What to do: Will you write out all the entries below exactly?

Data provided:
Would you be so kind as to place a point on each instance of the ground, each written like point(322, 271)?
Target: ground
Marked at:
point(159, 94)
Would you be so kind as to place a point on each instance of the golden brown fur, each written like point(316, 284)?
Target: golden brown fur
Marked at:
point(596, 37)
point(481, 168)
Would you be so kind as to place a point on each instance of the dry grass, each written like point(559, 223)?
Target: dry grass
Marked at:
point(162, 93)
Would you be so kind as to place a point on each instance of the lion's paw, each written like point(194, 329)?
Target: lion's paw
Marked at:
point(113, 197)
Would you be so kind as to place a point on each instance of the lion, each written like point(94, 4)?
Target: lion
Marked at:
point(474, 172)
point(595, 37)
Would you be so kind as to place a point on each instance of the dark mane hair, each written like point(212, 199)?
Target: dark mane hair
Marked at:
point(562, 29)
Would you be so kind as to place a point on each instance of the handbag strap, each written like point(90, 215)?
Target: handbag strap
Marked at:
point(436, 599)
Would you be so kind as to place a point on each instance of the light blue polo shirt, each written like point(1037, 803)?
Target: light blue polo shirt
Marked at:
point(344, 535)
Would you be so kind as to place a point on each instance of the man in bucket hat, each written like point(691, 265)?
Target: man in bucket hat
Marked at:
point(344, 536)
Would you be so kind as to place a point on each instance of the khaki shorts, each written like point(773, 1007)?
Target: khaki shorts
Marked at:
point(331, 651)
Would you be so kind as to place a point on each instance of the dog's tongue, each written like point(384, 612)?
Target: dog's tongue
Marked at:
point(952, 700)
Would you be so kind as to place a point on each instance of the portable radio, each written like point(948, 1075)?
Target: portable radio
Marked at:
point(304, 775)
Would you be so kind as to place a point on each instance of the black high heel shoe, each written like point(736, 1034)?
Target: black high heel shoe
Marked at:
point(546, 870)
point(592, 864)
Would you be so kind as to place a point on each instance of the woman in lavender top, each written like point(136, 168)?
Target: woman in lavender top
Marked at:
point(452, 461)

Exercise answer:
Would you be so kind as to place a point on each instance of the ground, each written like point(322, 271)?
Target: ground
Marked at:
point(159, 94)
Would you be so kind as to place a point on each instance of the golden brown fur, each written like point(316, 284)?
Target: golden brown fur
Marked at:
point(596, 37)
point(481, 168)
Would you be so kind as to place a point on each instance of the dry grass, each written like point(559, 223)?
Target: dry grass
Marked at:
point(162, 93)
Would you be so kind as to place a point on each instance of the lion's paw, each written like point(194, 329)?
Target: lion's paw
Marked at:
point(113, 197)
Would you be so kind as to place a point on each instance of the lion, each written like point(94, 4)?
Target: lion
Marked at:
point(474, 172)
point(595, 37)
Would you be so kind as to place a point on each instance of the dark mane hair, each written like point(212, 199)?
Target: dark mane hair
Marked at:
point(562, 29)
Would you be so kind as to place a point on each instance of the handbag strap, each written like point(90, 215)?
Target: handbag strap
Marked at:
point(436, 599)
Would you be so kind as to place a point on each instance of the light blue polo shirt, each written like point(1037, 803)?
Target: light blue polo shirt
Marked at:
point(344, 535)
Would you be so kind as to place a point on each instance of the man in bucket hat, each written like point(691, 265)?
Target: man in bucket hat
Marked at:
point(344, 536)
Would you be so kind as to place a point on each instance of the khaki shorts, each written like point(773, 1007)?
Target: khaki shorts
Marked at:
point(331, 651)
Would you be so kind as to place a point on each instance of the dog's tongue, each written like point(384, 612)?
Target: dog's tongue
Marked at:
point(952, 700)
Would you be so kind as to place a point on each instance of the portable radio, each written like point(948, 1075)?
Target: portable radio
Marked at:
point(304, 775)
Would you be so kind as to place a point on each instance of the black high heel shoe, each written like point(736, 1034)?
Target: black high heel shoe
Marked at:
point(546, 870)
point(592, 864)
Would you be so kind as to place a point on each instance of the woman in lavender top, each written like point(136, 168)?
Target: woman in lavender top
Marked at:
point(452, 461)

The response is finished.